*Set tasks*
• A. Condense the paragraph of the review of "Breach" that begins "Margaret (Caren Blackmore), the protagonist" into a short bulleted list, keeping its main facts.
• B. Carry the review of the play "Breach" forward with another paragraph or two, picking up right after its final sentence.

*Text*
---+---
Breach: A Girl Recovering From Self-Hate Seeks To Find Love Within

Victory Gardens Theater Presents
BREACH: a manifesto on race in America through the eyes
of a Black girl recovering from self-hate
By Antoinette Nwandu
Directed by Lisa Portes
February 9 – March 11, 2018
There is an adage that states one must learn to love oneself before loving someone else; but what happens when you are the one plagued with so much self-hatred you don’t even know what love is? What happens when you have a hatred that is so deep-rooted that you are incapable of looking in the mirror and liking what is looking back? A person who has a multitude of prejudices against his/her own race can become delusional to the absolute truth of what life means.
In playwright Antoinette Nwandu’s “love letter to Black women” comedy-drama “Breach,” she explores gender and race in America through the eyes of a young Black girl recovering from self-hatred. Her dynamic storytelling proceeds her stellar work in “Pass Over,” a mashup of “Waiting for God” and the biblical Exodus story in a modern urban setting.
Margaret (Caren Blackmore), the protagonist of the play, is in a fizzling relationship and has a dead-end job that allows her to teach classes at her local college. She has been raised by her sassy Aunt Sylvia (Linda Bright Clay) who had unknowingly embedded hate within Margaret’s heart on how she views the Black men in her life starting with her father who abandoned her when she was a young child. Fast-forwarding into the future, the young, intelligent, and effervescent Margaret is caught up in a love triangle with two men vying for her heart.
---+---
*Dataset extract*

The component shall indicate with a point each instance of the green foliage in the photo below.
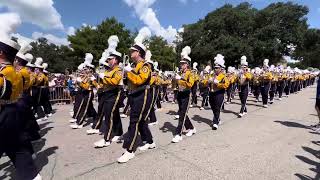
---+---
*Answers to the problems*
• A.
- Margaret (Caren Blackmore), the play's protagonist, is in a fizzling relationship and has a dead-end job teaching classes at her local college.
- She was raised by her sassy Aunt Sylvia (Linda Bright Clay), who unknowingly instilled in her a hatred of the Black men in her life, beginning with the father who abandoned her as a young child.
- Later, the young, intelligent, and effervescent Margaret finds herself in a love triangle, with two men competing for her heart.

• B.
Nate (Keith D. Gallagher), her MBA Finance White boyfriend of many years who loves to drink $7,000 bottles of champagne and spoil her with shiny trinkets, is a workaholic who is on the fast track of retiring by 30 if the numbers are right.
Then there’s Rasheed (Al’Jaleel McGhee), who is the total opposite of Nate. He is a young African American guy who was once in prison who has climbed his way out from his past to become department head who just so happens to be Margaret’s new boss. Rasheed and Margaret’s relationship starts off extremely combative, which makes her self-hate more challenging in more ways than one. However, Margaret finds herself attracted to Rasheed, and afterward, she is unexpectedly having his child. Rasheed is a man she never even considered giving the time of day due to her thoughts about Black men.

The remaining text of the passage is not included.